Given records:
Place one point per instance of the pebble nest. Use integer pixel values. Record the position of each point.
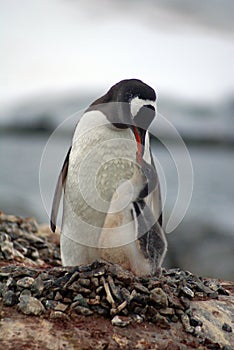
(46, 288)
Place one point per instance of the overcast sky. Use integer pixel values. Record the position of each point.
(52, 46)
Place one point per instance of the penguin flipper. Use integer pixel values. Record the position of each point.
(58, 192)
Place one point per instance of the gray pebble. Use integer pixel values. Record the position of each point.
(30, 306)
(120, 321)
(159, 297)
(25, 282)
(83, 310)
(10, 298)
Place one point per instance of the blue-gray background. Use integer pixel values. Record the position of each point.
(57, 56)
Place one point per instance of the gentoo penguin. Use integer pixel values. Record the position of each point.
(112, 202)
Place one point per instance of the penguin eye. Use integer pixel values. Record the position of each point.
(150, 107)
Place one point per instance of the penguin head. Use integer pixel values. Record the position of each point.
(136, 104)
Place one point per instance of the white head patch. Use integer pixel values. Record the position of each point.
(137, 103)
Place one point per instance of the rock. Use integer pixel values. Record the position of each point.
(10, 298)
(30, 306)
(159, 297)
(83, 310)
(120, 321)
(188, 292)
(25, 282)
(226, 328)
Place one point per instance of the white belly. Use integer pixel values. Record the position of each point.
(101, 158)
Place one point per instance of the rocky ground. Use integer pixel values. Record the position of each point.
(46, 306)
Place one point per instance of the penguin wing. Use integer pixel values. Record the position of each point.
(154, 199)
(58, 192)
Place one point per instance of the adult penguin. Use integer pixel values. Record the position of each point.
(112, 203)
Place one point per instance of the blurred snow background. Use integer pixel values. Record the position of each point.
(57, 56)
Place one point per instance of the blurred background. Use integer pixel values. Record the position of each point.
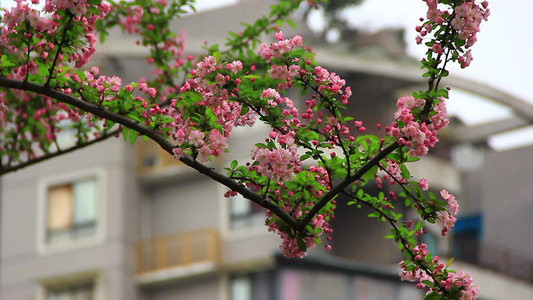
(119, 222)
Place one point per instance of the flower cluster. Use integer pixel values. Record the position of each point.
(465, 18)
(215, 102)
(410, 132)
(278, 164)
(449, 282)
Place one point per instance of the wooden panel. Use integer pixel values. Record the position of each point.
(179, 249)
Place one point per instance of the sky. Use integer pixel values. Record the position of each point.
(502, 55)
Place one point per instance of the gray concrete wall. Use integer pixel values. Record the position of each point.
(506, 193)
(208, 288)
(26, 263)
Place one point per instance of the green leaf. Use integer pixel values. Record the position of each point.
(405, 172)
(133, 136)
(369, 175)
(217, 55)
(290, 23)
(301, 245)
(125, 133)
(234, 164)
(449, 262)
(419, 226)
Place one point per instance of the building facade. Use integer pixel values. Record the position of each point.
(113, 221)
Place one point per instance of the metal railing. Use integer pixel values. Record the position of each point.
(178, 250)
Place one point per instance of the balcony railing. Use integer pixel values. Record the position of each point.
(178, 250)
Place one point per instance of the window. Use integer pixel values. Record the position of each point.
(245, 213)
(75, 292)
(71, 210)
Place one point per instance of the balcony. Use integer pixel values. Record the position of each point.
(174, 256)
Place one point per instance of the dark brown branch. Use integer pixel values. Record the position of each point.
(345, 183)
(57, 153)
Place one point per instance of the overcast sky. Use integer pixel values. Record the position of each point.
(502, 55)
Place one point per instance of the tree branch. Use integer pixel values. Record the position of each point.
(57, 153)
(153, 135)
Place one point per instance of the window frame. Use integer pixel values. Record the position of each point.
(72, 281)
(43, 245)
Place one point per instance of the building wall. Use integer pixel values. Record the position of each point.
(28, 264)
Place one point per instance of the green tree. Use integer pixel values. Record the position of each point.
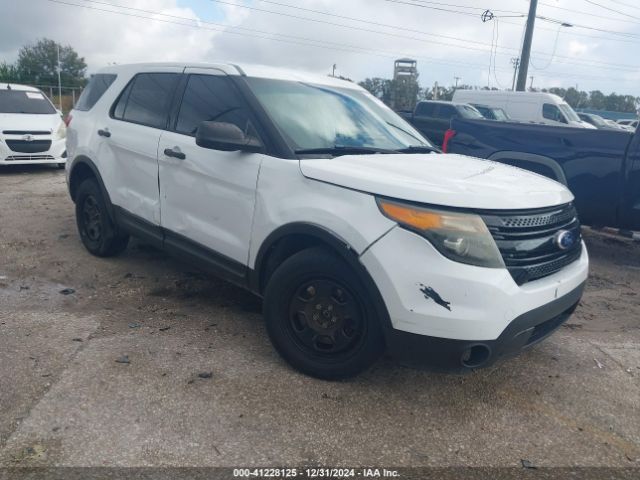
(8, 73)
(38, 64)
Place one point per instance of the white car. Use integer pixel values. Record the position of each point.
(311, 193)
(533, 107)
(31, 129)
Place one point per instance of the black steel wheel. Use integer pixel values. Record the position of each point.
(319, 316)
(97, 231)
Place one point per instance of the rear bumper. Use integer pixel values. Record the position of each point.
(460, 355)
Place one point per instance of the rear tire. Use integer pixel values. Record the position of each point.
(97, 231)
(320, 318)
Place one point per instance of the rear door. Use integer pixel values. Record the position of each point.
(129, 146)
(208, 196)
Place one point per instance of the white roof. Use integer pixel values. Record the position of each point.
(249, 70)
(15, 86)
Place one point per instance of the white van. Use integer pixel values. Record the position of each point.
(31, 129)
(534, 107)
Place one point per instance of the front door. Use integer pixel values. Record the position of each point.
(129, 146)
(207, 196)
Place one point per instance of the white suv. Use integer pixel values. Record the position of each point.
(311, 193)
(31, 129)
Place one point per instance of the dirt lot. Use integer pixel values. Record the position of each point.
(65, 400)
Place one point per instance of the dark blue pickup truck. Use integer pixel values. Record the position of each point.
(600, 167)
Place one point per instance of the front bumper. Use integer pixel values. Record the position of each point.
(55, 154)
(439, 308)
(459, 355)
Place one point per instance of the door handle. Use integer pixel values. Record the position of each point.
(169, 152)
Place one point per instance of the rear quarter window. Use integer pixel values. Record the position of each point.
(97, 86)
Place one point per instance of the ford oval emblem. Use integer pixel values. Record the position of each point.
(565, 239)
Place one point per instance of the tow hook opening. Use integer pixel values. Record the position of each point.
(475, 356)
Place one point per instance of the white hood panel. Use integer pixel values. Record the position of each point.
(448, 180)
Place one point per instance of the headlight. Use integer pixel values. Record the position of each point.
(461, 237)
(62, 130)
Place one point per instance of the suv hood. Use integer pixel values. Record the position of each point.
(29, 122)
(446, 179)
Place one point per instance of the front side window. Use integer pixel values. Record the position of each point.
(211, 98)
(146, 99)
(311, 116)
(98, 84)
(470, 112)
(22, 101)
(446, 112)
(552, 112)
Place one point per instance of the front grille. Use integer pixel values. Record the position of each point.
(33, 146)
(529, 241)
(27, 132)
(28, 158)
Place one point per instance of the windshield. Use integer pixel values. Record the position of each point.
(568, 112)
(319, 116)
(21, 101)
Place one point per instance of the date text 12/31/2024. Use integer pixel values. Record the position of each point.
(315, 473)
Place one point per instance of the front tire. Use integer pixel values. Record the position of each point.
(320, 318)
(97, 231)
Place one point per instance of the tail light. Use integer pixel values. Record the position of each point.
(448, 135)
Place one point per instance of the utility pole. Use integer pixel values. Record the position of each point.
(526, 47)
(516, 63)
(59, 82)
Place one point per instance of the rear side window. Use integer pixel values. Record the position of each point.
(146, 99)
(426, 109)
(98, 84)
(211, 98)
(552, 112)
(22, 101)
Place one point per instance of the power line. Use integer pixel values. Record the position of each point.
(612, 9)
(595, 15)
(253, 33)
(572, 60)
(625, 4)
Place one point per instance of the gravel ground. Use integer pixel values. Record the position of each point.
(112, 373)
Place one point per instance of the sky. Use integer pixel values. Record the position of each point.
(593, 50)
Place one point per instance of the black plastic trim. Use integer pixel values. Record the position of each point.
(444, 354)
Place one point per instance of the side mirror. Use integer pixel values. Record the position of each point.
(226, 137)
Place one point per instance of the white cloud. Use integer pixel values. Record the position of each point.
(359, 49)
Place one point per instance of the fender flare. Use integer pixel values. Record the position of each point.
(83, 160)
(337, 244)
(550, 163)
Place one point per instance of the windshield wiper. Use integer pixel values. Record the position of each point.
(404, 131)
(419, 149)
(337, 150)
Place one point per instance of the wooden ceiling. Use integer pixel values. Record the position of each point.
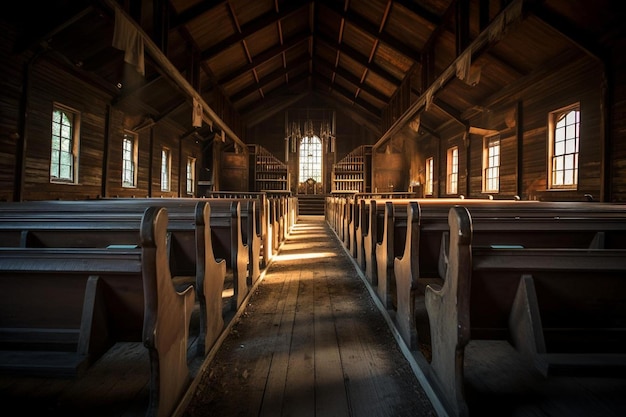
(251, 59)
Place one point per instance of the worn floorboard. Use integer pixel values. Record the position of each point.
(311, 342)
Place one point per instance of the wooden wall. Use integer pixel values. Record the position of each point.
(521, 119)
(32, 90)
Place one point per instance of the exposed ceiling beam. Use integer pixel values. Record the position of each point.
(282, 90)
(359, 58)
(194, 12)
(422, 12)
(276, 103)
(373, 30)
(256, 25)
(353, 79)
(266, 56)
(267, 80)
(349, 95)
(354, 113)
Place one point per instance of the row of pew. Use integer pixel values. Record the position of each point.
(76, 277)
(547, 277)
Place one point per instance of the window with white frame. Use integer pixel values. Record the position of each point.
(165, 169)
(491, 164)
(311, 159)
(564, 130)
(129, 160)
(191, 175)
(64, 144)
(452, 183)
(428, 189)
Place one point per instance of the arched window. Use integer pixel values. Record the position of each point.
(311, 159)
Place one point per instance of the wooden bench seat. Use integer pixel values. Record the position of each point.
(91, 298)
(102, 223)
(419, 230)
(262, 226)
(561, 307)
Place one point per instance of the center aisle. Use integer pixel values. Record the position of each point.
(311, 342)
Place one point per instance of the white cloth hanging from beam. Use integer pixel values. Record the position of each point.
(127, 38)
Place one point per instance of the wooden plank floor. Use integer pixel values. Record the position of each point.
(311, 342)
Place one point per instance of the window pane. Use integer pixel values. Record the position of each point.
(311, 159)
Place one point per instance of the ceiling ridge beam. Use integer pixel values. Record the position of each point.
(254, 26)
(420, 11)
(193, 12)
(361, 59)
(348, 94)
(265, 56)
(265, 80)
(372, 29)
(354, 80)
(285, 87)
(509, 16)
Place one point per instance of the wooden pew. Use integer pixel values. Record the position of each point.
(497, 222)
(62, 308)
(228, 244)
(100, 223)
(262, 222)
(561, 307)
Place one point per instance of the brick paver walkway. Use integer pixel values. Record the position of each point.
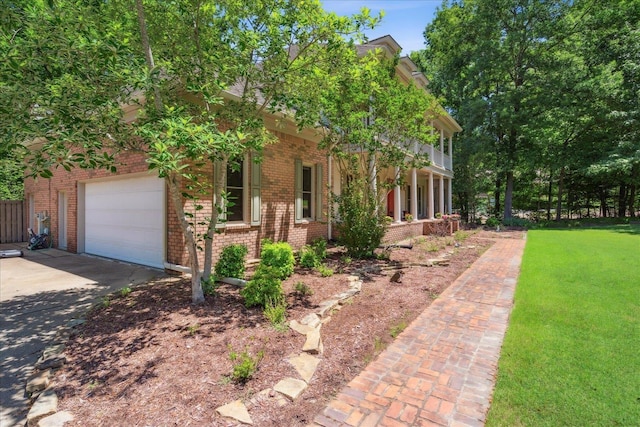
(441, 370)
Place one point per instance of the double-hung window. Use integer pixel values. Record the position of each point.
(242, 187)
(235, 193)
(308, 191)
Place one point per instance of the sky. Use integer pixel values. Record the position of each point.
(404, 20)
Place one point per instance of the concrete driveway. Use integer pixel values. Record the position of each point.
(38, 293)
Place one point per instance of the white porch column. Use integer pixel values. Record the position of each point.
(373, 173)
(430, 197)
(397, 208)
(441, 201)
(450, 197)
(414, 193)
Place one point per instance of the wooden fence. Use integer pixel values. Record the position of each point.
(12, 226)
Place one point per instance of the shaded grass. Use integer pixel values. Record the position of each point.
(571, 356)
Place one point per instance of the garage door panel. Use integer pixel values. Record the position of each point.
(124, 219)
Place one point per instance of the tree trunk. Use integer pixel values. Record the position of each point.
(220, 178)
(508, 196)
(550, 196)
(172, 181)
(197, 295)
(496, 206)
(560, 194)
(148, 53)
(622, 201)
(603, 203)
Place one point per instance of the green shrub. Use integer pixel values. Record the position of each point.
(209, 286)
(244, 365)
(324, 270)
(231, 262)
(492, 222)
(278, 255)
(319, 246)
(276, 313)
(308, 257)
(265, 286)
(516, 222)
(302, 289)
(398, 328)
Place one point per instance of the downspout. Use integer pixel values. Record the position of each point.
(330, 190)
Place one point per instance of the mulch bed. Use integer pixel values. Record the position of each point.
(151, 358)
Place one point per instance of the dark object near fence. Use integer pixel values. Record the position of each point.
(11, 253)
(39, 241)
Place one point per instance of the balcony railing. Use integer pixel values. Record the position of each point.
(437, 157)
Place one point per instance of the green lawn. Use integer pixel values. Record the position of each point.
(571, 356)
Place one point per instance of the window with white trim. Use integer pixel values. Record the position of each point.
(308, 191)
(235, 193)
(242, 186)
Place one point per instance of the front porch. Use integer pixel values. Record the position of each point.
(424, 227)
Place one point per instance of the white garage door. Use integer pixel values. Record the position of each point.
(124, 219)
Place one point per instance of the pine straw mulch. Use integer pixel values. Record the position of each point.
(151, 358)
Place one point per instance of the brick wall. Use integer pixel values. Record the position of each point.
(402, 231)
(277, 195)
(46, 192)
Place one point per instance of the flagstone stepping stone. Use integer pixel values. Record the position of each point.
(291, 387)
(305, 365)
(45, 405)
(267, 396)
(313, 344)
(311, 319)
(300, 328)
(56, 420)
(38, 381)
(235, 410)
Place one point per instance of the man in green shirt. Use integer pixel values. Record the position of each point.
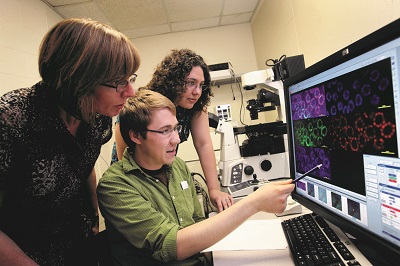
(148, 198)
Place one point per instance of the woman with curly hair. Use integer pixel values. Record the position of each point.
(184, 78)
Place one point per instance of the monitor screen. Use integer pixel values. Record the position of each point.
(342, 113)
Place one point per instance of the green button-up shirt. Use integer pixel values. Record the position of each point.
(143, 216)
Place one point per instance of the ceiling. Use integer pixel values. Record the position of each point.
(140, 18)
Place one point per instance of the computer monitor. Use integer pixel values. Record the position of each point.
(343, 112)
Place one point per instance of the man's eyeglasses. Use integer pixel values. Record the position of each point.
(120, 87)
(193, 85)
(167, 132)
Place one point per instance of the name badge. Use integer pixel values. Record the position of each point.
(184, 185)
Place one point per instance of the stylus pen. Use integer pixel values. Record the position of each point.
(306, 173)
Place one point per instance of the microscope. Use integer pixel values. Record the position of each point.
(263, 156)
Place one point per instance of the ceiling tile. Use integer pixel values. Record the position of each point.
(236, 19)
(193, 25)
(128, 14)
(138, 18)
(185, 10)
(239, 6)
(64, 2)
(150, 31)
(84, 10)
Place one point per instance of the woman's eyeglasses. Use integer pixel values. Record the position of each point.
(193, 85)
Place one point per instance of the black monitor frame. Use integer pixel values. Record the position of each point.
(367, 43)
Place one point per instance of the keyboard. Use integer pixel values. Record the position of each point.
(313, 242)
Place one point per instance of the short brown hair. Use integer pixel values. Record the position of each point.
(77, 55)
(137, 113)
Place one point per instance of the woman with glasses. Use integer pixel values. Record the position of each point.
(184, 78)
(51, 136)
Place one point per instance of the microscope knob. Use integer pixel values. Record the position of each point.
(266, 165)
(255, 181)
(248, 170)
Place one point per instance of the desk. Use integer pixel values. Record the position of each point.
(272, 257)
(280, 257)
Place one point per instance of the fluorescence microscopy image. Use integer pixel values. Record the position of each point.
(322, 194)
(336, 201)
(309, 103)
(353, 209)
(361, 90)
(308, 158)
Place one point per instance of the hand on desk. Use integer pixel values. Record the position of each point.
(292, 207)
(220, 199)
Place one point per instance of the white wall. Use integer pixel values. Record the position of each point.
(23, 23)
(316, 28)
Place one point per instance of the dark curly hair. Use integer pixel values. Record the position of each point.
(168, 77)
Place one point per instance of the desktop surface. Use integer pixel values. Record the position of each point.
(276, 256)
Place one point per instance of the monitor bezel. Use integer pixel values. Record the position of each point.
(367, 43)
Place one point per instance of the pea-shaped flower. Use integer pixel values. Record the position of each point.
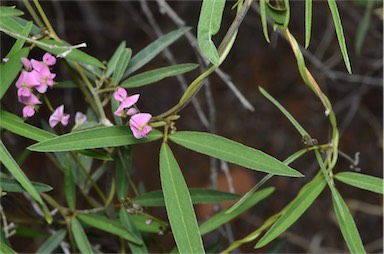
(139, 125)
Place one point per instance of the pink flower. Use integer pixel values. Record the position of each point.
(126, 101)
(45, 77)
(48, 59)
(80, 118)
(25, 83)
(28, 111)
(27, 63)
(59, 116)
(139, 125)
(30, 104)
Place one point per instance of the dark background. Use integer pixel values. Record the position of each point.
(357, 100)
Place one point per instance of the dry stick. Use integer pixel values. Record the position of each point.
(165, 8)
(168, 54)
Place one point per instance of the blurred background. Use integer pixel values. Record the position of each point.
(357, 100)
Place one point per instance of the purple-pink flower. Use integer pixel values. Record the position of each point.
(126, 101)
(59, 116)
(139, 125)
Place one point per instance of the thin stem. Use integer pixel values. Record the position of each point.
(31, 11)
(52, 32)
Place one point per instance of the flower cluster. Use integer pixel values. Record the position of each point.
(139, 121)
(35, 77)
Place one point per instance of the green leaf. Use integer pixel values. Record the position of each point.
(209, 24)
(9, 11)
(293, 211)
(127, 223)
(121, 66)
(52, 242)
(80, 237)
(20, 42)
(308, 22)
(153, 76)
(362, 181)
(10, 24)
(223, 217)
(298, 127)
(280, 15)
(111, 66)
(73, 54)
(339, 33)
(263, 16)
(363, 26)
(93, 138)
(178, 204)
(347, 224)
(10, 70)
(153, 49)
(16, 125)
(69, 188)
(198, 196)
(11, 185)
(139, 221)
(4, 248)
(108, 225)
(8, 161)
(123, 170)
(231, 151)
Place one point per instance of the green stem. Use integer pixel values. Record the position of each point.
(33, 13)
(223, 50)
(52, 32)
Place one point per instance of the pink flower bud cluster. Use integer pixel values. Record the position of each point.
(36, 77)
(139, 121)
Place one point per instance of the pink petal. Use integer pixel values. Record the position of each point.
(120, 94)
(64, 120)
(129, 101)
(28, 111)
(80, 118)
(27, 63)
(48, 59)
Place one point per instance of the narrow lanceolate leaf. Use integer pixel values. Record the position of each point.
(153, 49)
(10, 70)
(93, 138)
(81, 238)
(52, 242)
(9, 11)
(8, 161)
(153, 76)
(108, 225)
(294, 210)
(223, 217)
(339, 33)
(178, 204)
(16, 125)
(127, 223)
(362, 181)
(347, 224)
(198, 196)
(111, 66)
(121, 66)
(231, 151)
(12, 185)
(263, 16)
(209, 24)
(288, 115)
(20, 42)
(70, 53)
(4, 248)
(308, 22)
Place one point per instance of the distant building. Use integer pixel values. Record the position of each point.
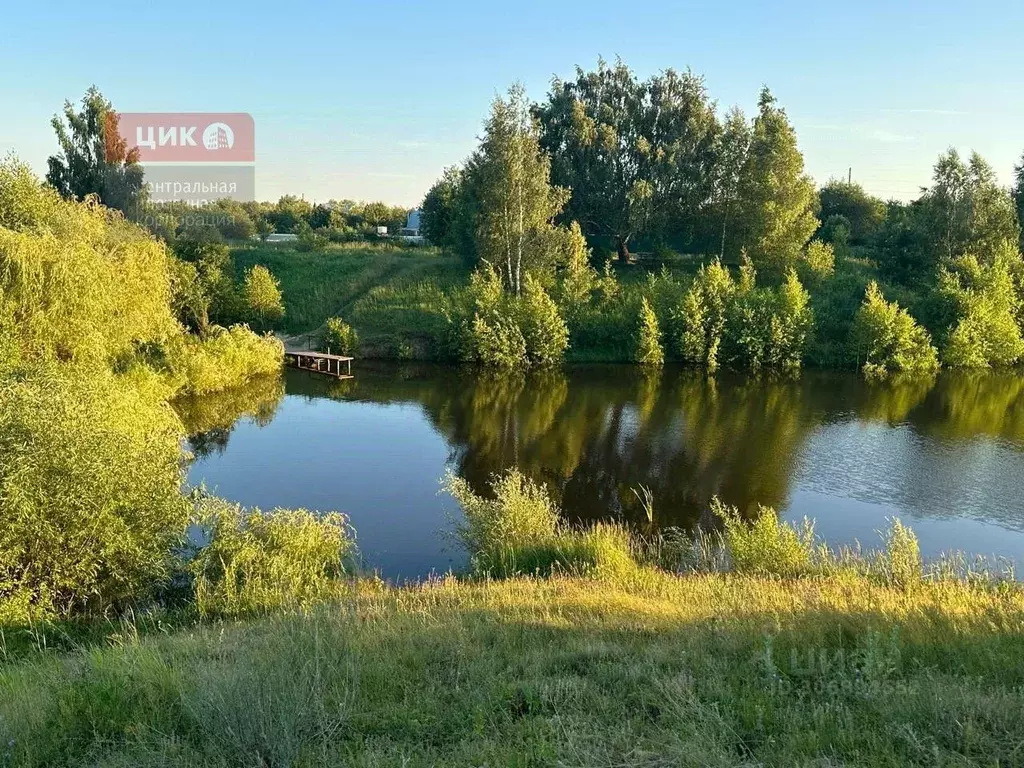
(412, 228)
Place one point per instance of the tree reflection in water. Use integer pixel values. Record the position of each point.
(594, 433)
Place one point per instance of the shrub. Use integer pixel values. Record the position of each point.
(766, 545)
(339, 337)
(90, 500)
(836, 231)
(251, 561)
(509, 331)
(225, 358)
(309, 240)
(889, 338)
(648, 337)
(520, 515)
(701, 315)
(986, 304)
(818, 262)
(544, 331)
(769, 329)
(81, 284)
(518, 531)
(261, 293)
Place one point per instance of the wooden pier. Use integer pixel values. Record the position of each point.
(321, 363)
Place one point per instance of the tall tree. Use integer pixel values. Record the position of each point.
(1018, 193)
(94, 159)
(511, 179)
(968, 211)
(638, 156)
(777, 199)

Problem:
Write out, exactly, each line from the one containing "Place one point per instance of the distant" down to the final line of the data above. Both of those lines count, and the pictures are left out.

Result of the exercise:
Place one point per instance of the distant building. Use integer pixel values. Record the position of each point.
(412, 228)
Place one point per instance of the tree reflection in water. Use integer pixel values. Record the position of each point.
(594, 433)
Place one point per instance of the shrub. Use integer pixel values. Record the position of each point.
(766, 545)
(339, 337)
(90, 500)
(836, 231)
(251, 561)
(509, 331)
(225, 358)
(309, 240)
(889, 338)
(648, 337)
(520, 515)
(701, 315)
(986, 304)
(818, 262)
(544, 331)
(769, 329)
(81, 284)
(518, 531)
(261, 293)
Place one point per instance of the wooden pier. Use integer pixel values. Record the position of each point.
(321, 363)
Place one point per instance of the tall tree. Use integer pixel values. Record the position of each point.
(1018, 193)
(94, 159)
(511, 179)
(968, 211)
(638, 156)
(777, 199)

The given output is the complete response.